**Given data:**
━━━━━━━━

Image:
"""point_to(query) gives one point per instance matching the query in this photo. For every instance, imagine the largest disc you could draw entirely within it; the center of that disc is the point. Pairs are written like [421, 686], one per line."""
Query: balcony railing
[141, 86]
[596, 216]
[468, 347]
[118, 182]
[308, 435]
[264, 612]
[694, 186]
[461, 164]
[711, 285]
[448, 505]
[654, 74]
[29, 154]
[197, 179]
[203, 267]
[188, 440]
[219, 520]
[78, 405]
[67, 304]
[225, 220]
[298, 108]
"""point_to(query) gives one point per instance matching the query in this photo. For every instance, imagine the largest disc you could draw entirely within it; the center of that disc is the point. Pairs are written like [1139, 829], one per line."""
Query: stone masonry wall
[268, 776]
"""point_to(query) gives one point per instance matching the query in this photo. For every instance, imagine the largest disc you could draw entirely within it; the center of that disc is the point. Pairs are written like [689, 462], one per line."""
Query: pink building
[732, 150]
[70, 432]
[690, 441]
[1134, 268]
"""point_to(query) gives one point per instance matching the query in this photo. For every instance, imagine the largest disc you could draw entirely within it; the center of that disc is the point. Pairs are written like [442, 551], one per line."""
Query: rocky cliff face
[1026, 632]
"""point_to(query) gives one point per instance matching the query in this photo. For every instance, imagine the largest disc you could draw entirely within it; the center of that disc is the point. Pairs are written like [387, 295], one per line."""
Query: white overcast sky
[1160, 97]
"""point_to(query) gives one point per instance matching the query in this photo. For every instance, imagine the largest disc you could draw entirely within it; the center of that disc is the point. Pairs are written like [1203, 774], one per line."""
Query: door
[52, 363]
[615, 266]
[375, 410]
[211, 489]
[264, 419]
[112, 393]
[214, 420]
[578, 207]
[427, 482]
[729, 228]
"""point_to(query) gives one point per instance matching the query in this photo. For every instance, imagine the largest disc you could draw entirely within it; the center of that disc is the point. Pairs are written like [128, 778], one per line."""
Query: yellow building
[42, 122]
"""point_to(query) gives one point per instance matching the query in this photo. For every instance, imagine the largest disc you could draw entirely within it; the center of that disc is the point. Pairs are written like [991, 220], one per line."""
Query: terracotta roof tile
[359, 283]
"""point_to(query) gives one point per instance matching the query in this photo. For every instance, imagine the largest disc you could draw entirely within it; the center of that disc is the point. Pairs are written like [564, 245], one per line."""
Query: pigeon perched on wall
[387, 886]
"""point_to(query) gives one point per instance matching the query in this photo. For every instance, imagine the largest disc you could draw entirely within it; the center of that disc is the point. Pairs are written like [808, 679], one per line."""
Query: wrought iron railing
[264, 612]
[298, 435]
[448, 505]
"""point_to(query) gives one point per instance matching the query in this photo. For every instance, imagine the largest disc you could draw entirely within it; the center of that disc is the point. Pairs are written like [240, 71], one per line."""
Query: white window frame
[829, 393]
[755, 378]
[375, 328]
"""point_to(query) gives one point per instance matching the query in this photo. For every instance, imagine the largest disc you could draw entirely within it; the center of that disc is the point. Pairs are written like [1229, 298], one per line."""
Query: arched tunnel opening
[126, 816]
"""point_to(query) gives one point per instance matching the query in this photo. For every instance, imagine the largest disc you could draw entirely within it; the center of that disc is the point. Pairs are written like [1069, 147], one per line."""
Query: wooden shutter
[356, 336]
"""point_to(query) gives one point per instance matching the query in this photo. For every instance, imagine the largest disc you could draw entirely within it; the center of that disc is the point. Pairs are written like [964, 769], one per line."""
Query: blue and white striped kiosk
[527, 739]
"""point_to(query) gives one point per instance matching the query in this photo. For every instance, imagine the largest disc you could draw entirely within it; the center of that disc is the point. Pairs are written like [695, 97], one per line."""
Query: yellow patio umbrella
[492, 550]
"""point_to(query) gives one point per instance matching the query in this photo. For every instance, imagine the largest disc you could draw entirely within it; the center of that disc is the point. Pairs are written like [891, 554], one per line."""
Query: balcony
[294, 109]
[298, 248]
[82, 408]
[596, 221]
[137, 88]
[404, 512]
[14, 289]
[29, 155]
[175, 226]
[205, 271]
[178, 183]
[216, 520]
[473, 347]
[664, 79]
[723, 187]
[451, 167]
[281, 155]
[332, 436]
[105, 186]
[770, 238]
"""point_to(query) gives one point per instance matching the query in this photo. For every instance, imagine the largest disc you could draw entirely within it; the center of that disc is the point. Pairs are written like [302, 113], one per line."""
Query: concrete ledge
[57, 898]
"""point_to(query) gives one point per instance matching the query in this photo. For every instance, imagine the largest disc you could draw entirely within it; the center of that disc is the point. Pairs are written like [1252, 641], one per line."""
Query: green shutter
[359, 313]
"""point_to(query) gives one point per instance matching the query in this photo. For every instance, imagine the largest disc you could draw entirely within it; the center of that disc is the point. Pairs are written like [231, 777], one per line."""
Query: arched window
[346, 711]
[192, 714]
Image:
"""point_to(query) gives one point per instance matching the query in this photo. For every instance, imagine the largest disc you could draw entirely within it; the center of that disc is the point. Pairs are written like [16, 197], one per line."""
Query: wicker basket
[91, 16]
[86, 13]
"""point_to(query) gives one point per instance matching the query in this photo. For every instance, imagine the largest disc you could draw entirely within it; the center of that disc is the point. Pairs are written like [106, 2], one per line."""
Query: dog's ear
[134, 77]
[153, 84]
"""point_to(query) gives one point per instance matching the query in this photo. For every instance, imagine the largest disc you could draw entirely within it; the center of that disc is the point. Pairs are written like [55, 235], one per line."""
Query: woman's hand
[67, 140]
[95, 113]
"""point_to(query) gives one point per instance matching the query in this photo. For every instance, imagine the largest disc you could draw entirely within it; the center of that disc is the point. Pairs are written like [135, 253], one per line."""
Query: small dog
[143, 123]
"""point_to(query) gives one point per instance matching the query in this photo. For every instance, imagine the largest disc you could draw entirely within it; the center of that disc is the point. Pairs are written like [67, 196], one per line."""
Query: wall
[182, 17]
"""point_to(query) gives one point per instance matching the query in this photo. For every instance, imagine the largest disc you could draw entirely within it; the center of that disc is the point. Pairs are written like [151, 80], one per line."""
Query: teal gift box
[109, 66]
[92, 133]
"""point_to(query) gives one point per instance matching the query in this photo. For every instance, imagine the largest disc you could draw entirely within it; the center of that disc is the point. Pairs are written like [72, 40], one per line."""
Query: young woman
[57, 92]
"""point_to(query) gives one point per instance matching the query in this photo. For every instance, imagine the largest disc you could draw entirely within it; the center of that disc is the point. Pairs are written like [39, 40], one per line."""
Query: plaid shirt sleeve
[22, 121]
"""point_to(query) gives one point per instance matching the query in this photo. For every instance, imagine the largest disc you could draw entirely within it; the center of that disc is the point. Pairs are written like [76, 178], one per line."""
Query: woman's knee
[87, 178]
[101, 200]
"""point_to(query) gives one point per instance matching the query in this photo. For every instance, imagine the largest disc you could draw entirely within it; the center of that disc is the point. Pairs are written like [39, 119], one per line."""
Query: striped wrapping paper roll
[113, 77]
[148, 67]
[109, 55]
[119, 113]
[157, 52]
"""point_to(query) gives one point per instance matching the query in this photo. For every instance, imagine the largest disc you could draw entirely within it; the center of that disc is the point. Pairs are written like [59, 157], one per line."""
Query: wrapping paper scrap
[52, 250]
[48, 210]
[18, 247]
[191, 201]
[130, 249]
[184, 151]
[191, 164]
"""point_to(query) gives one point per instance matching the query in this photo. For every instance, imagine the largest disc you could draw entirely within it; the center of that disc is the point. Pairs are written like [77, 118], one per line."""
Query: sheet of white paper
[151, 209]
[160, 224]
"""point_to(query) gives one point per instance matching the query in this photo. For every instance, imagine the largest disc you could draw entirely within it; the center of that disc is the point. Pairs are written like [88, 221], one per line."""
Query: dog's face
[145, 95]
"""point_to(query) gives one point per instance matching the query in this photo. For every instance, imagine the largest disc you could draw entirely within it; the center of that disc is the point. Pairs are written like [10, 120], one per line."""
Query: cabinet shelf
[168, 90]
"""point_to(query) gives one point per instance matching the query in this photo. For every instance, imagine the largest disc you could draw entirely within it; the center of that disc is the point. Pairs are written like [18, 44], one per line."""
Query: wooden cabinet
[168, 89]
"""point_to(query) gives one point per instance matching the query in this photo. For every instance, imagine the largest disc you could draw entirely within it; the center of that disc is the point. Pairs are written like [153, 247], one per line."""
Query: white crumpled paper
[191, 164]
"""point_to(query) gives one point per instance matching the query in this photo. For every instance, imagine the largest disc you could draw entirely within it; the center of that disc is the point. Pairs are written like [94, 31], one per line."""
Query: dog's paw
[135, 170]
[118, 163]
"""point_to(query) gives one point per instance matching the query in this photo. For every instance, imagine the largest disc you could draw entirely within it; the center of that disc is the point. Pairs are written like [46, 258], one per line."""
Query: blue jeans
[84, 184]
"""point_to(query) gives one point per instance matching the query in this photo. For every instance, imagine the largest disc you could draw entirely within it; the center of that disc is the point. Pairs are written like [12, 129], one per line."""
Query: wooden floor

━━━━━━━━

**Exercise directions:** Take the line that contains "[94, 31], one" and each line after it down to the last of the records, and retype them exactly; add nothing else.

**Answer:**
"""point_to(query) gives one point per instance matching the query in this photo. For every instance, imagine the largest disc you could draw entirely within it; the center of that disc is the point. Pairs are written like [94, 31], one per line."""
Query: dog's paw
[135, 170]
[118, 163]
"""point_to(query) gives one point per instance matching the query in this photo. For every instance, imagine the largest disc you could draw entirely within it; the center of that disc is the point. Pairs are written like [46, 258], one per line."""
Query: blue jeans
[84, 184]
"""point_to(query) gives one point per instance matching the query in this photo. For every instance, imagine the largest disc you could draw entirely within it; the center of that disc is the point. Pairs are written like [12, 129], one per line."""
Query: wooden floor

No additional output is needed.